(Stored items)

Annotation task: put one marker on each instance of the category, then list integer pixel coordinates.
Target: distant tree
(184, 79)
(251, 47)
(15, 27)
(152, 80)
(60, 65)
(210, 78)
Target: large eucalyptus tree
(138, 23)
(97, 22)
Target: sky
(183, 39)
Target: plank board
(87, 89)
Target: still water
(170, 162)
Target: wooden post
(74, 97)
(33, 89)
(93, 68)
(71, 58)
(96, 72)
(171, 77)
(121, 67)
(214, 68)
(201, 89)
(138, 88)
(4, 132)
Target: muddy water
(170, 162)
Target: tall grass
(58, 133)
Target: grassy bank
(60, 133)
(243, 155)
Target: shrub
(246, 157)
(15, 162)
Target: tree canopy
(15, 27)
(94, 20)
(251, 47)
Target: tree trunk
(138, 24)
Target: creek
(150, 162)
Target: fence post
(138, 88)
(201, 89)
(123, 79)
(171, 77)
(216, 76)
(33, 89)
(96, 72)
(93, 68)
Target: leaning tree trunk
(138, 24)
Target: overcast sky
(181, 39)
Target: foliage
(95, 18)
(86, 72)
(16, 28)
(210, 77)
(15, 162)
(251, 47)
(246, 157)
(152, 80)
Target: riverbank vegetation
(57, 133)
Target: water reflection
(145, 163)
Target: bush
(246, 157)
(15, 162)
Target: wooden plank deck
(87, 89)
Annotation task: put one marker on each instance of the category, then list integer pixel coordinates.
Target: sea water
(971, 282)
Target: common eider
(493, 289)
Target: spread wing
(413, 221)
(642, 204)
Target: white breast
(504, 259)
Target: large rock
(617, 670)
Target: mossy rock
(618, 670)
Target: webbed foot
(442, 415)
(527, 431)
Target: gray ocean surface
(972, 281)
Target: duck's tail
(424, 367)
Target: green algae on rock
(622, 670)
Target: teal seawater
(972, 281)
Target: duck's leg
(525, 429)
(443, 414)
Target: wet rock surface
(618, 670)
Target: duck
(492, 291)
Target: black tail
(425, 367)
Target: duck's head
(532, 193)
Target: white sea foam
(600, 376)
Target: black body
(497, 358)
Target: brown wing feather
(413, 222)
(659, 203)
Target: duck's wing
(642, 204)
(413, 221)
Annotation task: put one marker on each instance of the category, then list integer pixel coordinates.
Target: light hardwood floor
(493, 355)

◆ TASK
Reproduce the lines from the one with "Target: green algae on rock" to the end of the data exactly, leaving out every earlier line.

◆ RESPONSE BOX
Target: green algae on rock
(622, 670)
Target: teal seawater
(972, 281)
Target: duck's leg
(525, 429)
(443, 414)
Target: wet rock surface
(618, 670)
Target: duck
(492, 291)
Target: black tail
(425, 367)
Target: duck's head
(532, 193)
Target: white sea foam
(600, 376)
Target: black body
(497, 358)
Target: brown wing feather
(413, 222)
(659, 203)
Target: duck's wing
(642, 204)
(413, 221)
Annotation task: put one marker on each instance of the category, then list integer pixel coordinates.
Target: light hardwood floor
(493, 355)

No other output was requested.